**Aim of the task:** Every word of the data must be reproduced in your reply exactly.

**Data for processing:**

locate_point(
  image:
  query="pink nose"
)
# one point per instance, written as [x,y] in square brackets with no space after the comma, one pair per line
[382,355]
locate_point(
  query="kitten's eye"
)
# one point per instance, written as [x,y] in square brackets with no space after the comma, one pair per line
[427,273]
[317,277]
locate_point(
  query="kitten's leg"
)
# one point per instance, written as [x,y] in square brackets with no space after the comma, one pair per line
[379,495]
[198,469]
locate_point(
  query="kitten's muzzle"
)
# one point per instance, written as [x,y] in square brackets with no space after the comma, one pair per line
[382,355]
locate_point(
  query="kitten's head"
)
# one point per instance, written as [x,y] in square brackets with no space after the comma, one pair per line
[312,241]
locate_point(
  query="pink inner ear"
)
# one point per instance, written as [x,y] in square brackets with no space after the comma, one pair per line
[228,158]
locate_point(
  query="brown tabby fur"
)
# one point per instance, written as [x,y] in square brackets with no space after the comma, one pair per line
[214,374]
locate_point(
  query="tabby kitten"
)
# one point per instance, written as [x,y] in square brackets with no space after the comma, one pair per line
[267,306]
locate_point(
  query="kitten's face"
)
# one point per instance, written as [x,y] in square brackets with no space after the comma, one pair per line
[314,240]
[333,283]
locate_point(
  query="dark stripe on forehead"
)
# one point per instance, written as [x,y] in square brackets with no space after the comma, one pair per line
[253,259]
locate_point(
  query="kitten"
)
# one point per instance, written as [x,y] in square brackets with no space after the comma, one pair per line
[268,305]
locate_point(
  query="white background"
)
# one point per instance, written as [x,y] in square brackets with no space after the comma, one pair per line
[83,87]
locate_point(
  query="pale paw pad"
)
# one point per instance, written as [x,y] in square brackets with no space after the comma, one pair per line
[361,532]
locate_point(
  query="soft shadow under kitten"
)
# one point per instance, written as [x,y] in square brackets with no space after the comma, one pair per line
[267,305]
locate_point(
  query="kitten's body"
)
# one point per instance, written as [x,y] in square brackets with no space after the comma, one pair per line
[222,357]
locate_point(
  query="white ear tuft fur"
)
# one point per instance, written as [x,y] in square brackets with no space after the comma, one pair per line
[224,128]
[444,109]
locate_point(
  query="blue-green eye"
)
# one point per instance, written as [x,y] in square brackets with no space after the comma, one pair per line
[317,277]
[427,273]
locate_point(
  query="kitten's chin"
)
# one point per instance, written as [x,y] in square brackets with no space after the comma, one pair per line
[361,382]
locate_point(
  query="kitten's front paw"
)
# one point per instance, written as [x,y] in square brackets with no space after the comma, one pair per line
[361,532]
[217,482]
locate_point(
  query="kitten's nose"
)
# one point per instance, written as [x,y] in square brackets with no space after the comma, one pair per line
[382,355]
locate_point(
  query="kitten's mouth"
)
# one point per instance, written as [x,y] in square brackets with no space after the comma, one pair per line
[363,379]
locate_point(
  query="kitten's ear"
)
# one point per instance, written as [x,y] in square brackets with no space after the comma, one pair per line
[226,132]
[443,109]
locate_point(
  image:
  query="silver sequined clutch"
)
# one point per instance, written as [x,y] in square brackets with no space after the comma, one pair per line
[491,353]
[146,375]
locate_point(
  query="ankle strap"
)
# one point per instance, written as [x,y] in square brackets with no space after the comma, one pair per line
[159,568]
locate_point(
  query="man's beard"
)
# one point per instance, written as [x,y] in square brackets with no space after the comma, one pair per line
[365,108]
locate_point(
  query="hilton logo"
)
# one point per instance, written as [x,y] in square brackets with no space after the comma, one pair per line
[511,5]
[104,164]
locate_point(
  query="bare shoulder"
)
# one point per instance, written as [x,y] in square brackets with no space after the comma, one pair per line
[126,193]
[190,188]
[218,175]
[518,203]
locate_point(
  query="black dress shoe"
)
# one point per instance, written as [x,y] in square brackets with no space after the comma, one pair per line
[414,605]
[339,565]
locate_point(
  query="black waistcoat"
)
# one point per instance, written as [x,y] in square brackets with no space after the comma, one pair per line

**Written solution:**
locate_point(
  image:
  query="pink nose"
)
# one point per instance, written as [x,y] in square brackets with no space after the comma, one pair per line
[382,355]
locate_point(
  query="kitten's eye"
)
# one point per instance, written as [x,y] in square brackets with no space after the comma, one pair per line
[427,273]
[317,277]
locate_point(
  query="kitten's leg"
)
# one point per instance, written as [x,y] in square brackets with no space after the comma, one pair per line
[379,495]
[198,469]
locate_point(
  query="kitten's muzzle"
)
# one point per instance, written as [x,y] in square brackets with no space after the comma, one pair per line
[382,355]
locate_point(
  query="kitten's head"
)
# one point per instance, written as [x,y] in square brackets with no space after the comma, one pair per line
[312,241]
locate_point(
  query="pink inner ear"
)
# one point per instance, written as [x,y] in square brackets with no space after the comma, one pair per line
[228,158]
locate_point(
  query="brown tabby fur"
)
# one point per instance, written as [x,y] in square brackets with no space after the comma, one pair per line
[214,374]
locate_point(
  query="tabby kitten"
)
# one point per instance, written as [x,y] in square brackets with no space after the comma, one pair per line
[267,306]
locate_point(
  query="kitten's face"
)
# one point per instance, written as [x,y] in square brackets with no space after the comma, one pair per line
[314,240]
[333,283]
locate_point(
  query="dark stripe on forehead"
)
# one point per instance, written as [x,y] in square brackets with no space after the comma, one pair per line
[253,259]
locate_point(
  query="kitten"
)
# one point per instance, written as [x,y] in square brackets with no space after the comma, one pair per line
[268,305]
locate_point(
  query="white background"
)
# one point per instance, written as [x,y] in square brackets with no space after the comma, one pair per line
[83,87]
locate_point(
  query="pale paw pad"
)
# one point per instance, written as [x,y] in square brackets with no space after the comma, one pair per line
[361,532]
locate_point(
  query="soft shadow under kitten"
)
# one point per instance, written as [x,y] in square brackets with no space after the comma, one pair per line
[267,305]
locate_point(
  query="kitten's body"
)
# one point per instance, written as [x,y] in square brackets with no space after the comma, one pair per line
[222,357]
locate_point(
  query="white ear tuft fur"
)
# one point per instance, written as [x,y] in square brackets with no space after the comma, one pair per line
[224,128]
[444,109]
locate_point(
  query="blue-green eye"
)
# one point per instance, written as [x,y] in square brackets with no space after the comma, one pair per line
[317,277]
[427,273]
locate_point(
  query="kitten's chin"
)
# one point per instance, written as [x,y] in square brackets with no space after the comma, one pair per line
[361,382]
locate_point(
  query="kitten's front paw"
)
# one point per instance, written as [x,y] in square brackets with no space after the comma, one pair per line
[361,532]
[217,482]
locate_point(
  query="kitten's nose"
)
# one point per instance, written as [x,y] in square brackets with no space after the comma, one pair per line
[382,355]
locate_point(
  query="kitten's mouth"
)
# one point per instance, written as [x,y] in square brackets with no space after the comma, one pair per line
[363,379]
locate_point(
  query="kitten's ear"
)
# one point per instance, written as [x,y] in square brackets with no space after the comma, one pair per line
[226,132]
[443,109]
locate_point(
  image:
  query="silver sequined clutch"
)
# one point per instance, written as [x,y] in square brackets with no space after the comma, one pair per line
[491,353]
[146,375]
locate_point(
  query="ankle strap"
)
# one point per instance, written as [x,y] in square brackets with no space after the comma, one pair per line
[159,568]
locate_point(
  query="man's beard"
)
# one point per instance, written as [x,y] in square brackets with no space after the comma, one pair per line
[365,108]
locate_point(
  query="hilton logo"
)
# one point per instance, written as [x,y] in square brackets with no space after the comma, one pair per line
[511,5]
[104,164]
locate_point(
  query="bare shoulder"
)
# one point per instance, written as [x,y] in square brackets with no space after the comma, one pair per line
[126,193]
[190,188]
[218,175]
[518,203]
locate_point(
  query="black dress shoe"
)
# one point per instance, written as [x,y] in square brackets with no space after the comma, one pair per line
[414,605]
[339,565]
locate_point(
  query="black waistcoat"
)
# one point per instance, written as [x,y] in square brackets with no space after the comma, one pair per line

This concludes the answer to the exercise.